- _Document segment_:
Content starts

But is Kenya's political pentagon a dream or a nightmare? What is one to make of an executive that is designed to accommodate personal ambitions and defuse the collapse of the state in an ethnic cauldron? Is the Big Five a marriage of Kenya's competing political factions in an unholy alliance, or does it portend the possibility of a renaissance?
Let us examine the identities and proclivities of the Big Five in the animal kingdom. It is often said that the lion is the king of the jungle. Presumably, this speaks to that cat's ferocity in submitting all and sundry to its rule of the wild. But like the Kenyan presidency, the lion does not exist alone. It must share its habitat with the agile leopard, the slow but sure buffalo, the intimidating elephant, and the stubborn rhinoceros.

Content ends

- _Brief_: Reproduce the passage on Kenya's political "Big Five" word for word, with nothing altered or left out.

- _Source data_:
Content starts

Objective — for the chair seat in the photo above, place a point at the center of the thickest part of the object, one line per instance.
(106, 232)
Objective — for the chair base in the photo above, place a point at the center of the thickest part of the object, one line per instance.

Content ends

- _Answer space_:
But is Kenya's political pentagon a dream or a nightmare? What is one to make of an executive that is designed to accommodate personal ambitions and defuse the collapse of the state in an ethnic cauldron? Is the Big Five a marriage of Kenya's competing political factions in an unholy alliance, or does it portend the possibility of a renaissance?
Let us examine the identities and proclivities of the Big Five in the animal kingdom. It is often said that the lion is the king of the jungle. Presumably, this speaks to that cat's ferocity in submitting all and sundry to its rule of the wild. But like the Kenyan presidency, the lion does not exist alone. It must share its habitat with the agile leopard, the slow but sure buffalo, the intimidating elephant, and the stubborn rhinoceros.